→ **Complete the following**:
a - Using the text on infrared spectroscopy of proteins, decide whether each statement agrees with it: (i) researchers from Boston University and Tufts University demonstrated the technique; (ii) fluorescence tags are always far smaller than the biomolecules they label; (iii) infrared spectroscopy requires labels in order to detect biomolecules. For each, answer yes or no and quote the words of the text that decide it.
b - Resume the text on infrared spectroscopy of proteins, starting right after its final sentence.

Researchers from Boston University and Tufts University recently demonstrated an infrared spectroscopy technique that can directly identify the “vibrational fingerprints” of extremely small quantities of proteins, the machinery involved in maintaining living organisms. The new technique exploits nanotechnology to overcome several limitations of current, conventional techniques used to study biomolecules. “It allows identification of a protein by directly analyzing its vibrational fingerprint signatures,” said team leader Hatice Altug, an assistant engineering professor at Boston University. “It may lead to a new toolkit for studying biomolecules.”
Previous bio-molecular study methods commonly use fluorescence spectroscopy, where biomolecules are labeled with very bright fluorescence tags to track how efficiently they interact with each other. Understanding interactions is important for medical drug research. Fluorescence spectroscopy is quite sensitive at the single molecule level. However, the tags can be as big as the biomolecules themselves and interfere with the biomolecular interactions.
“There is currently a need to develop label-free bio-detection technologies,” Altug said. “Infrared spectroscopy is a label-free method, because if you tune your ‘eye’ to the infrared frequencies, you can directly see the bio-molecules without any labels.”

→ **Given data**:
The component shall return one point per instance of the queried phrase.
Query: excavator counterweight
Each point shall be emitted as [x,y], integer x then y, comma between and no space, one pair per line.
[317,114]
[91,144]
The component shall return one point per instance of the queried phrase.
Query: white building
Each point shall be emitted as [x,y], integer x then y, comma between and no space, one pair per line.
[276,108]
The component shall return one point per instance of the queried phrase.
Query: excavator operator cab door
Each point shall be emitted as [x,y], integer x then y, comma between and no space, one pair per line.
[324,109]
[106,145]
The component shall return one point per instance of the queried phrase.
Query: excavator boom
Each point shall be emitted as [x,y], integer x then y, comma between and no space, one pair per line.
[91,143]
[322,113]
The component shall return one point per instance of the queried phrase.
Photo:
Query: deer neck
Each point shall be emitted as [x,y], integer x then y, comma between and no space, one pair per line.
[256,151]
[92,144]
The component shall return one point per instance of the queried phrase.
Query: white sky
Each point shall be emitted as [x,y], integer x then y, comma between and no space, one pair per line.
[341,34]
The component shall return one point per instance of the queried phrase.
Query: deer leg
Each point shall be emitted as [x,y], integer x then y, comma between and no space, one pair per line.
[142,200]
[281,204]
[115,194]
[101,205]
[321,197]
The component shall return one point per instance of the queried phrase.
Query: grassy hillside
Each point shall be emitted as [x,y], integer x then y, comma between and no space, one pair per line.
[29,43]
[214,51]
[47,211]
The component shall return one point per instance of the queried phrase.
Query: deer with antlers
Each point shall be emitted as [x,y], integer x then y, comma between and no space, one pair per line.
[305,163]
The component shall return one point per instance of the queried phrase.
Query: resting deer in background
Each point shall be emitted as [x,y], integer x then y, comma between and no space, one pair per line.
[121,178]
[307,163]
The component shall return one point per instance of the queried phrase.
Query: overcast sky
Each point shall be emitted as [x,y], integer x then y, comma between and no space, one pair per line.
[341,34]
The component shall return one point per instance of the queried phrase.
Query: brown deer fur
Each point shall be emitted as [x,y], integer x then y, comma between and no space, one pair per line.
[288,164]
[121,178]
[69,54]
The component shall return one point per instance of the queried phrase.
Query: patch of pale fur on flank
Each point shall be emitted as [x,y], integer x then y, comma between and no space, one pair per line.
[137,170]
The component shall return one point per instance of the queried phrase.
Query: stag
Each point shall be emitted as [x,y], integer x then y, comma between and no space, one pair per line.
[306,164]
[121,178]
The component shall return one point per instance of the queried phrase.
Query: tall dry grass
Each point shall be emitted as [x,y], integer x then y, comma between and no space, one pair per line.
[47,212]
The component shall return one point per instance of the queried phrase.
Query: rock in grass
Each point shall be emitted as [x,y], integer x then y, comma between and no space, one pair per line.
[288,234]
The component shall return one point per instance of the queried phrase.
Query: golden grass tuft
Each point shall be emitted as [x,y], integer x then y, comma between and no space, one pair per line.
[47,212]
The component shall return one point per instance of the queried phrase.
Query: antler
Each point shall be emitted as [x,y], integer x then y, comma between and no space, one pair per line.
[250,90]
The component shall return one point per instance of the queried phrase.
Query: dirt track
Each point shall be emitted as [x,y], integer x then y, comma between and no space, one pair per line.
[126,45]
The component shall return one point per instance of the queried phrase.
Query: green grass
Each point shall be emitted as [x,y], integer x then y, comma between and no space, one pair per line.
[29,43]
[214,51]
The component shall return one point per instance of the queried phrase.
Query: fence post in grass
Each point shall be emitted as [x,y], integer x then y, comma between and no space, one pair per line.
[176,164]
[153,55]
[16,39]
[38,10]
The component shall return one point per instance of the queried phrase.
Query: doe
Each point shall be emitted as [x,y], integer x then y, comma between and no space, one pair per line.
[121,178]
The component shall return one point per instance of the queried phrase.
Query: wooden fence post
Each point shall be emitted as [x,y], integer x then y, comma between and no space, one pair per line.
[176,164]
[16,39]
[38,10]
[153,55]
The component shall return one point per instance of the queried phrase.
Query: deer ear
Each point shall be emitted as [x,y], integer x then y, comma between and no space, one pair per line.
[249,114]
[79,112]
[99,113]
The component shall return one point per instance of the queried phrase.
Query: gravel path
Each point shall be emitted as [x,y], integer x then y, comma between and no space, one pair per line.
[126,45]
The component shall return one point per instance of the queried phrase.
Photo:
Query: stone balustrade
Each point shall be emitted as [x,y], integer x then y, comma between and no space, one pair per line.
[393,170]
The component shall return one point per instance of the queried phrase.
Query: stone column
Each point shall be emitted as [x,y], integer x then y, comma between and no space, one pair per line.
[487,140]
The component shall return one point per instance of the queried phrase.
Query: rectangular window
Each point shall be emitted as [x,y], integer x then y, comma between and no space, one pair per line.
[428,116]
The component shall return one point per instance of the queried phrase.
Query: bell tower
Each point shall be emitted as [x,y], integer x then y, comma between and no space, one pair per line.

→ **Expected outputs**:
a -
(i) Yes: "Researchers from Boston University and Tufts University recently demonstrated an infrared spectroscopy technique"
(ii) No: "the tags can be as big as the biomolecules themselves"
(iii) No: "Infrared spectroscopy is a label-free method"

b -
Molecules consist of atoms bonded to each other with springs. Depending on the mass of atoms, how stiff these springs are, or how the atoms’ springs are arranged, the molecules rotate and vibrate at specific frequencies similar to a guitar string that vibrates at specific frequencies depending on the string length. These resonant frequencies are molecule-specific, and they mostly occur in the infrared frequency range of the electromagnetic spectrum.
The sensitivity of infrared spectroscopy previously had been too low to detect these vibrations, particularly from small quantities of samples. The new method demonstrated by Altug’s graduate student Ronen Adato and her post-doctoral fellow Ahmet Ali Yanik combines the strengths of nanotechnology and nanophotonics and overcomes the problems that prevented past use of infrared spectroscopy.
“We use arrays of tiny gold nanoparticles as efficient plasmonic nanoantennas to greatly amplify the ability to detect a molecule’s inherent frequency,” says Yanik. With their technique, the team obtained vibrational signatures from nearly 145 silk proteins deployed at the tip of each nanoantenna.
“Our technique gives researchers an ability to enhance inherent vibrational signatures more than 100,000 times,” says Altug. “This allows us to sensitively study molecular structures and biological functions of extremely small quantities of molecules.”
Altug anticipates that these new tools someday will help researchers design drugs, minimizing the complications of life-altering diseases such as cancer and Alzheimer’s. “This advancement is fundamentally important for bio-chemistry,” she says.
“Our plasmonic method is quite general and can also be adapted to enhance the infrared fingerprints of other molecules than proteins” said Altug. “It therefore provides a general purpose toolkit and may help amplify chemical sensing capabilities that are of particular concern to national defense.”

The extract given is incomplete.